Work instructions: Rescale everything from the start of the rows down to and including the line "x=155 y=145". Write the requests out again unchanged, including their form samples, but multiply each answer coordinate by 1.55 and round it to a whole number, halves up, and leave the pictures out.

Records for the exercise:
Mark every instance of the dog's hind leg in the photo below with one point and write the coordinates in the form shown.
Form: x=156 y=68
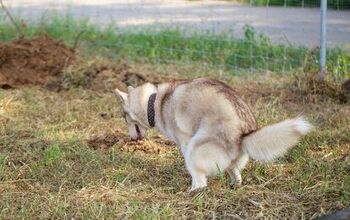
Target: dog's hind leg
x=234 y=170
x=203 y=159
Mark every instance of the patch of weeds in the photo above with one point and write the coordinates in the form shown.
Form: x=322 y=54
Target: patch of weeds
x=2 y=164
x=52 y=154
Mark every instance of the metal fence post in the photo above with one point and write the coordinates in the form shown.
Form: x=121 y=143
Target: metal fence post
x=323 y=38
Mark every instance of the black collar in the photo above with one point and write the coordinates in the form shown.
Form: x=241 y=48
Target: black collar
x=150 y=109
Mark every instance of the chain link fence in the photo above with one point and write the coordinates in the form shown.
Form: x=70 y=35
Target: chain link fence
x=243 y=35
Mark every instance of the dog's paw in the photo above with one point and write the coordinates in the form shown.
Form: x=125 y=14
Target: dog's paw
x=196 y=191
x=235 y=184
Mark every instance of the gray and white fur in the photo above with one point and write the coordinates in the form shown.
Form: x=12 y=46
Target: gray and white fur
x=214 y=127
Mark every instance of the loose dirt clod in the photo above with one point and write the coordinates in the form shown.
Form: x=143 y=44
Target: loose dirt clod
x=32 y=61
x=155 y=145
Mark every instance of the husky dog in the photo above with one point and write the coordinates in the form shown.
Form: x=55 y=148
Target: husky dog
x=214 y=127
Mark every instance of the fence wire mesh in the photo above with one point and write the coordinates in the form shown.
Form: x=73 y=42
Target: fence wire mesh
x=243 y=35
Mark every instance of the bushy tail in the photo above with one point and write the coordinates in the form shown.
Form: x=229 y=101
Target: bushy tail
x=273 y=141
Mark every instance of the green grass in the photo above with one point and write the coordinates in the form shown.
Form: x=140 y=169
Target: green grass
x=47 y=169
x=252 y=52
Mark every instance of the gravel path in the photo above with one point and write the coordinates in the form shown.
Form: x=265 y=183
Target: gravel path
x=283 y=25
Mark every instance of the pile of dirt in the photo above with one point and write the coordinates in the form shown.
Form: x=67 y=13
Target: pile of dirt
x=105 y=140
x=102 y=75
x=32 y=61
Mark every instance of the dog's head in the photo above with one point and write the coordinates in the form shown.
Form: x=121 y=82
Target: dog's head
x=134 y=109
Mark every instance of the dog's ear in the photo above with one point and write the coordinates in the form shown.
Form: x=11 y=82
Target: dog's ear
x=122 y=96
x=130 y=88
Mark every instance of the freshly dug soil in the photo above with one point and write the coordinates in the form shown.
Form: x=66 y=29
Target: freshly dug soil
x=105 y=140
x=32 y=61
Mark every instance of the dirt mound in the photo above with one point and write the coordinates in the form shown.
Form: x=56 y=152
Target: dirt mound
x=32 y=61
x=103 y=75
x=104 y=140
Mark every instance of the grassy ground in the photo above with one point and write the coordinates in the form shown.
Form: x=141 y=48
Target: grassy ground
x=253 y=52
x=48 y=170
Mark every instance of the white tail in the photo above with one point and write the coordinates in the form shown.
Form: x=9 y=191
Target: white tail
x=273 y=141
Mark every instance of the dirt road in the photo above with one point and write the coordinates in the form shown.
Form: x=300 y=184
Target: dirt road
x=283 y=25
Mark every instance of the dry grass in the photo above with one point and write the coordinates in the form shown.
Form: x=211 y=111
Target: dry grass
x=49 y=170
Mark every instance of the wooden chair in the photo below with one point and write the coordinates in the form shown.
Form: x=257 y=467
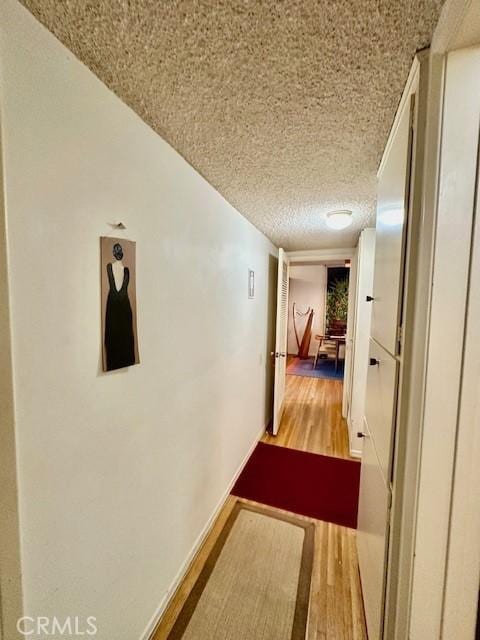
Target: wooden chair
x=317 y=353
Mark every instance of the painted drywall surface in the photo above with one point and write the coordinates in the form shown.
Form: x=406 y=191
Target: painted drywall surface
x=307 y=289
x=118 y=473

Output:
Mark every instance of the dog's hind leg in the photo below with one point and write the coordinates in the form shown.
Form: x=156 y=68
Target: dog's hind leg
x=363 y=264
x=315 y=246
Mark every instance of the patch of weeds in the photo above with one point and write the coordinates in the form shown.
Form: x=322 y=54
Target: patch of weeds
x=3 y=254
x=81 y=239
Mark every instance of the metal fence post in the photo above with one point and write the coordinates in the form shown.
Form: x=121 y=143
Target: metal fence post
x=501 y=59
Mark every instance of the black collar in the photo above with one point and write the coordinates in the form shown.
Form: x=241 y=48
Target: black collar
x=233 y=169
Mark every instance of the chain link fence in the photo above with one point and write the coordinates in the form shown.
Form: x=70 y=35
Target: chain link fence
x=377 y=54
Mark every instance of the dog's paw in the photo above with one point and write the coordinates in the form shown.
Form: x=125 y=14
Target: dog's paw
x=304 y=296
x=364 y=285
Mark every instance of the gray and white fur in the photo above with one point and write the coordinates in the form shown.
Form: x=12 y=46
Target: gray and white fur
x=332 y=197
Mark every instance of the loose dirt clod in the photo above with one point and write the coordinates in the form shown.
Form: x=143 y=44
Target: loose dirt clod
x=50 y=95
x=240 y=225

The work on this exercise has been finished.